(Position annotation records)
start

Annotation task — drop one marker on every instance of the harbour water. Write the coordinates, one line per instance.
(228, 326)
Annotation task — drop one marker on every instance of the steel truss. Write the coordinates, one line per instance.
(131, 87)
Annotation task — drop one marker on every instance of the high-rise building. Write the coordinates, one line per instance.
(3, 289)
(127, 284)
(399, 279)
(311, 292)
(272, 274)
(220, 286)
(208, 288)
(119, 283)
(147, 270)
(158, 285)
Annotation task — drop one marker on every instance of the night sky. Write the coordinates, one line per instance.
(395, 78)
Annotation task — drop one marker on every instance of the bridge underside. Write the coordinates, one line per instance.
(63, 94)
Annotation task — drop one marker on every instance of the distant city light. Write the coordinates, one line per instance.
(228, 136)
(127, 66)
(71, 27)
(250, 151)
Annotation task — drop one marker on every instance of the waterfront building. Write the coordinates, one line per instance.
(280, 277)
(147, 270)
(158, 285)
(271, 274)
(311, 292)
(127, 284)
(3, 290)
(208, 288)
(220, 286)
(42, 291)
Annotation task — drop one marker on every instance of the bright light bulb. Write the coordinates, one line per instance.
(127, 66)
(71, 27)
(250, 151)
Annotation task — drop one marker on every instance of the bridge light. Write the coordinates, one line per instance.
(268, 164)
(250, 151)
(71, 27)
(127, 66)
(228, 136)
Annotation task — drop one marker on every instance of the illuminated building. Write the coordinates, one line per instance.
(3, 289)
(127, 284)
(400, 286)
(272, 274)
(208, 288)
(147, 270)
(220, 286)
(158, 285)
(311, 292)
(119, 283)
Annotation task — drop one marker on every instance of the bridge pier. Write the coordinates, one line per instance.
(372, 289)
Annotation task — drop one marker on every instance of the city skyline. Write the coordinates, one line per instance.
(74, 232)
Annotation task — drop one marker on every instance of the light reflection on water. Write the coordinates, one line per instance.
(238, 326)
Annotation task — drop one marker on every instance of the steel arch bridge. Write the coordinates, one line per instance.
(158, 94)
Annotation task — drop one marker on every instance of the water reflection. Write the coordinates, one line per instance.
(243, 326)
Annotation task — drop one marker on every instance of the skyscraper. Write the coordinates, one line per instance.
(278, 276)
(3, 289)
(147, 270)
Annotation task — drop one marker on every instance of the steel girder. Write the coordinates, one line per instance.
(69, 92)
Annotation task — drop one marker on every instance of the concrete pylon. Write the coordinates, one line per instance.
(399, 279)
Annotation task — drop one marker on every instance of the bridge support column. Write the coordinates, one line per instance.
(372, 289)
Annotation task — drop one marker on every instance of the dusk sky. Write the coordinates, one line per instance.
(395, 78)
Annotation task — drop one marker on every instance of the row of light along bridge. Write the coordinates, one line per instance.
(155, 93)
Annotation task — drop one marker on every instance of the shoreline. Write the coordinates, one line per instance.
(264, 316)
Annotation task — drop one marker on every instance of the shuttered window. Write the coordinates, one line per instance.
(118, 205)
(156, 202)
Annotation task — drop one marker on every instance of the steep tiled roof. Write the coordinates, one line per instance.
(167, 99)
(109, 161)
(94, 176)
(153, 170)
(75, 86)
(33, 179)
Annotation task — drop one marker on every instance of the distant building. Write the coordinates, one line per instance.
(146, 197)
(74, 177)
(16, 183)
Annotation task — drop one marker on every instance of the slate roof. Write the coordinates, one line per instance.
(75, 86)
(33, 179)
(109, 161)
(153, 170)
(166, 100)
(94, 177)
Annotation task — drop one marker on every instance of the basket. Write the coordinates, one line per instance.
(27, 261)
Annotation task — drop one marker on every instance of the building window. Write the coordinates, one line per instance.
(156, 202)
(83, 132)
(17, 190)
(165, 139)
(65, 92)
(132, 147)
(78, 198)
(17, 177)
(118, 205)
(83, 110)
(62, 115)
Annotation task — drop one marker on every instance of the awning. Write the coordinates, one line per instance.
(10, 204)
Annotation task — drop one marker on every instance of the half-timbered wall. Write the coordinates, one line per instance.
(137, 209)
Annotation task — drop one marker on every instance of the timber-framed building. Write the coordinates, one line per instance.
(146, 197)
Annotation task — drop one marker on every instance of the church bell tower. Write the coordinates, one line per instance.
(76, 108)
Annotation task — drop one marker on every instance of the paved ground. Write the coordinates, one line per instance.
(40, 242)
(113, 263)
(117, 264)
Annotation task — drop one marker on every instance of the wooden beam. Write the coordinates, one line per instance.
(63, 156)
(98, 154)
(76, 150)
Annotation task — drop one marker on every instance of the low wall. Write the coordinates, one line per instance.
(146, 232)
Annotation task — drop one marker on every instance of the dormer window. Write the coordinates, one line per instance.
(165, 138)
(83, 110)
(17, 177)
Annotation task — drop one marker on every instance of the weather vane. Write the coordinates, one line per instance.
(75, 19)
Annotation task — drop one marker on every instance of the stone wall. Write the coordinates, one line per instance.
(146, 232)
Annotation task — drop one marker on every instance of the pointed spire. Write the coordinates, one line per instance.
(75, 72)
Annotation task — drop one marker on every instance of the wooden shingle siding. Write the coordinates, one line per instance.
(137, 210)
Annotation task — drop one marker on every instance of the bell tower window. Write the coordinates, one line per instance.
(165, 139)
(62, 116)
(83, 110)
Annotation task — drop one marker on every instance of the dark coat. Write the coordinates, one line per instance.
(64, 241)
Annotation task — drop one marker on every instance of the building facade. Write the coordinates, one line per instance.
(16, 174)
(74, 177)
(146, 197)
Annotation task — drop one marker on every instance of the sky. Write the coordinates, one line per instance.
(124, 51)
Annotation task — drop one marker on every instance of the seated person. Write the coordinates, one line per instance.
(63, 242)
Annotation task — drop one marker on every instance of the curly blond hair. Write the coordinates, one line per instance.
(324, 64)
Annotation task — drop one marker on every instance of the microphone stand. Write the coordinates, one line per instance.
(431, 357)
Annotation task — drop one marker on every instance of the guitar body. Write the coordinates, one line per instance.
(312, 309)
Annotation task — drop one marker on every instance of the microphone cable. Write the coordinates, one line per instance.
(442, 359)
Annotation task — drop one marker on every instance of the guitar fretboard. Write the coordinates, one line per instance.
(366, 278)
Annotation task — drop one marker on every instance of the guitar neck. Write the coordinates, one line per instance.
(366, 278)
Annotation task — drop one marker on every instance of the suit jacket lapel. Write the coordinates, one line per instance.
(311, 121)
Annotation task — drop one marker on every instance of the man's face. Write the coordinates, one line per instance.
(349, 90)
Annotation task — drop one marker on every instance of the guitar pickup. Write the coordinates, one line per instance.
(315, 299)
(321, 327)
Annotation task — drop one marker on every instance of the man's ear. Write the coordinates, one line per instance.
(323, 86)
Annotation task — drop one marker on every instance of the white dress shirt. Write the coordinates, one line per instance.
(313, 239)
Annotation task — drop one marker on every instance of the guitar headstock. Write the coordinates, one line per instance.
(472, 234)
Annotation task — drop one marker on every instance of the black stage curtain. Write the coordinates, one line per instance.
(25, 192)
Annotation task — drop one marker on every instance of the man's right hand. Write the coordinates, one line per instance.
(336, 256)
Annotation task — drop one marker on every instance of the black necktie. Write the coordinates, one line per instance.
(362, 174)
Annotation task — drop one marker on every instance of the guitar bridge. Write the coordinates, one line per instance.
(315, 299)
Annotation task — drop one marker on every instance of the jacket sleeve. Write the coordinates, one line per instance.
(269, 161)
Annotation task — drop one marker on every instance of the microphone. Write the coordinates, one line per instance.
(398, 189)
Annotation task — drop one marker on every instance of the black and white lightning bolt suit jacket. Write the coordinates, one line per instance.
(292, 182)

end

All the data must be duplicated exactly, with nothing added or removed.

Annotation task — drop one marker on every instance of the harbour water. Write the coordinates, one line per instance.
(228, 326)
Annotation task — drop one marker on every instance of the steel truss. Write the coordinates, one line per instance.
(131, 87)
Annotation task — drop one marker on every instance of the high-rise building. Write the coordinates, one line per instance.
(3, 289)
(127, 284)
(399, 279)
(311, 292)
(272, 274)
(220, 286)
(208, 288)
(119, 283)
(147, 270)
(158, 285)
Annotation task — drop one marker on every instance of the night sky. Write the coordinates, one line per instance.
(395, 78)
Annotation task — drop one marker on every instance of the bridge underside. Write the coordinates, one line per instance.
(63, 94)
Annotation task — drop one marker on every instance of the distant city light. Write the coordinates, one line per instance.
(228, 136)
(127, 66)
(71, 27)
(250, 151)
Annotation task — drop one marker on every instance of the waterfront building. Write the coordinates, one line per instance.
(280, 277)
(147, 270)
(158, 285)
(271, 274)
(311, 292)
(127, 284)
(3, 290)
(208, 288)
(220, 286)
(42, 291)
Annotation task — drop one marker on every instance of the bright light bulb. Write the coordinates, one line per instance.
(127, 66)
(71, 27)
(250, 151)
Annotation task — drop one marker on every instance of the bridge light. Write the coordinates, one line per instance.
(268, 164)
(250, 151)
(71, 27)
(127, 66)
(228, 136)
Annotation task — drop one marker on every instance of the illuminated building. Write the coordinates, one line per instance.
(3, 289)
(127, 284)
(400, 286)
(272, 274)
(208, 288)
(147, 270)
(220, 286)
(158, 285)
(311, 292)
(119, 283)
Annotation task — drop one marker on every instance of the bridge pier. Write the coordinates, one line per instance.
(372, 289)
Annotation task — drop one marker on every instance of the city skyline. Write the coordinates, one line per instance.
(74, 232)
Annotation task — drop one marker on every instance of the light reflection on water. Write the coordinates, one line per instance.
(238, 326)
Annotation task — drop one marker on every instance of the steel arch bridge. Write the coordinates, one line per instance.
(158, 94)
Annotation task — drop one marker on every instance of the water reflection. Write the coordinates, one line per instance.
(243, 326)
Annotation task — drop one marker on every instance of the skyscraper. Write the coordinates, one line per instance.
(278, 276)
(3, 289)
(147, 270)
Annotation task — drop one marker on every instance of the steel girder. Write the coordinates, one line per instance.
(69, 92)
Annotation task — drop one marker on every instance of the concrete pylon. Write the coordinates, one line per instance.
(399, 279)
Annotation task — drop one marker on every instance of the bridge support column. Write the coordinates, one line per instance.
(372, 289)
Annotation task — drop one marker on every instance of the dusk sky. Write the coordinates, one line per instance.
(395, 78)
Annotation task — drop one marker on every instance of the row of light along bridge. Write the coordinates, one line per instance.
(155, 93)
Annotation task — drop one marker on every instance of the shoreline. Write the coordinates, one line per instance.
(264, 316)
Annotation task — drop one marker on every instance of the shuttered window. Write the coordinates, one line per instance.
(118, 205)
(156, 202)
Annotation task — drop one marker on every instance of the steep tiled roof. Write the coordinates, one line per instance.
(167, 99)
(109, 161)
(94, 176)
(153, 170)
(75, 86)
(33, 179)
Annotation task — drop one marker on every instance of the distant building. Write the coordinates, one line per instance.
(146, 197)
(74, 177)
(16, 183)
Annotation task — drop one marker on every instance of the slate roof. Write the coordinates, one line per instance.
(75, 86)
(33, 179)
(109, 161)
(153, 170)
(166, 100)
(94, 177)
Annotation task — drop one marker on every instance of the basket. Write the coordinates, one line per instance.
(27, 261)
Annotation task — drop one marker on every instance of the building window. Write the coordinates, one line per instance.
(156, 202)
(83, 132)
(17, 190)
(165, 139)
(65, 92)
(132, 147)
(78, 198)
(17, 177)
(118, 205)
(83, 110)
(62, 115)
Annotation task — drop one marker on every instance of the awning. Write the coordinates, one line per instance.
(10, 204)
Annotation task — drop one marker on every instance of the half-timbered wall. Write the coordinates, one line per instance.
(137, 209)
Annotation task — drop one marker on every instance of the timber-framed building. Write the coordinates, one line per instance.
(146, 197)
Annotation task — drop one marker on every instance of the church bell tower. Write the coordinates, one line per instance.
(76, 108)
Annotation task — drop one marker on every instance of the paved ground. Write the coordinates, one line per instance.
(40, 242)
(113, 263)
(117, 264)
Annotation task — drop one marker on every instance of the wooden beam. Write the coordinates, one line per instance.
(63, 156)
(98, 154)
(76, 150)
Annotation task — drop one marker on every instance of the low wall. Write the coordinates, one line per instance.
(146, 232)
Annotation task — drop one marker on every instance of the dormer window. Write the coordinates, one line per instance.
(165, 138)
(83, 110)
(17, 177)
Annotation task — drop one marker on every instance of the weather vane. Write the coordinates, one line per instance.
(75, 19)
Annotation task — drop one marker on every instance of the stone wall. Write the coordinates, one line per instance.
(146, 232)
Annotation task — drop one marker on every instance of the pointed spire. Write the coordinates, one line per instance.
(75, 72)
Annotation task — drop one marker on every instance of the wooden shingle siding. Write the coordinates, one line per instance.
(137, 210)
Annotation task — drop one marker on every instance of the bell tower window. Write the coordinates, one line per instance.
(165, 139)
(62, 116)
(83, 110)
Annotation task — drop one marker on every instance of the dark coat. Write the coordinates, one line per instance.
(64, 241)
Annotation task — drop one marker on every instance of the building facade. Write the coordinates, one line per instance.
(16, 174)
(74, 177)
(146, 197)
Annotation task — drop one marker on every instance of the sky. Write the coordinates, one line per instance.
(124, 51)
Annotation task — drop one marker on every instance of the seated person. Write the coordinates, one line per instance.
(63, 242)
Annotation task — drop one marker on every instance of the curly blond hair. Write the coordinates, one line per instance.
(324, 64)
Annotation task — drop one marker on every instance of the microphone stand. Write the coordinates, one line per instance.
(431, 357)
Annotation task — drop one marker on every instance of the guitar body. Write the coordinates, one line per instance.
(312, 309)
Annotation task — drop one marker on every instance of the microphone cable. Write the coordinates, one line per instance.
(442, 359)
Annotation task — drop one marker on every instance of the guitar fretboard. Write the coordinates, one line per instance.
(366, 278)
Annotation task — drop one marker on every instance of the guitar neck. Write the coordinates, one line per instance.
(366, 278)
Annotation task — drop one marker on every instance of the suit jacket lapel. Write the coordinates, one line per instance.
(311, 121)
Annotation task — drop one marker on every instance of the man's face. Write the coordinates, one line per instance.
(349, 90)
Annotation task — drop one marker on every instance of the guitar pickup. Write the coordinates, one line per instance.
(315, 299)
(321, 327)
Annotation task — drop one marker on every instance of the man's ear. Write the coordinates, one line per instance.
(323, 86)
Annotation task — drop one marker on every instance of the white dress shirt. Write the coordinates, one line per instance.
(313, 239)
Annotation task — drop one marker on every instance of the guitar headstock. Write the coordinates, one line per instance.
(472, 234)
Annotation task — drop one marker on every instance of the black stage curtain. Write the coordinates, one line per instance.
(25, 192)
Annotation task — drop one marker on every instance of the man's right hand. Write the coordinates, one line per instance.
(336, 256)
Annotation task — drop one marker on every instance of the black necktie. Write the coordinates, one line per instance.
(362, 174)
Annotation task — drop one marker on every instance of the guitar bridge. Write the coordinates, one line per instance.
(315, 299)
Annotation task — drop one marker on every instance of the jacket sleeve. Write the coordinates, one line per instance.
(269, 161)
Annotation task — drop one marker on every instance of the microphone. Write the coordinates, one line per instance.
(398, 189)
Annotation task — drop one marker on every instance of the black and white lightning bolt suit jacket. Write the coordinates, one line per instance.
(292, 182)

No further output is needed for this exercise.